-- begin Article --
# How to get a hoisting license in massachusetts



## Sharpshooter77 (Jul 19, 2006)

HeY guys I have been trying to do some research on getting my Class 2a hoisting license, I would like to get the license to have because lately I have been finding myself running a lot of bobcats and backhoes and loaders for snow removal. Also I this think that a will be running thses machines in the summer time too.

First is there a book out there that you can read up on or a practice test, the only thing I could find on the internet was the application. Also I know that you need a DOT health card too, Do I go to my regular doctor and get one through him or how dose that work. 

I am trying to work my way through this I know that a few guys here have already gone through all of this before, I you guys could tell were I need to go to get the right the right stuuf and get the ball rolling it would be greatly appreciated  . THANKS :waving::waving:


Shane


----------



## Dougman (Oct 14, 2006)

Sharpshooter77;452794 said:


> HeY guys I have been trying to do some research on getting my Class 2a hoisting license, I would like to get the license to have because lately I have been finding myself running a lot of bobcats and backhoes and loaders for snow removal. Also I this think that a will be running thses machines in the summer time too.
> 
> First is there a book out there that you can read up on or a practice test, the only thing I could find on the internet was the application. Also I know that you need a DOT health card too, Do I go to my regular doctor and get one through him or how dose that work.
> 
> ...


I believe that Public Safety still tells you what to study right on their website. It's mostly laws, hand signals and safety... but also know your machine. If you are going for a 2A, study up on track excavators as well. Terminology is important. Overall, it is a pretty easy exam.

As far as your choice of doctor, I went to my normal physician. I'm sure there are DOT certificate "specialists" (wink, wink) out there. I just didn't need one.

Dougman


----------



## DeereFarmer (Dec 12, 2005)

Have you checked out this website from the state?

http://www.mass.gov/?pageID=eopster...terminalcontent&f=dps_eng_hoisting&csid=Eeops

I've been thinking of doing the same as you Sharpshooter. I've heard the license is pretty easy to get.
-- end Article --
What is asked:
1 – In the hoisting license thread, which kind of machine does Dougman say to study if you are going for a 2A?
2 – Copy the hoisting license thread word for word, from "As far as your" up to and including "didn't need one.".
-- begin Provided material --
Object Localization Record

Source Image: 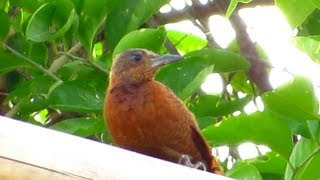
-- end Provided material --
Responses to the exercise:
1 – Track excavators.

2 –
As far as your choice of doctor, I went to my normal physician. I'm sure there are DOT certificate "specialists" (wink, wink) out there. I just didn't need one.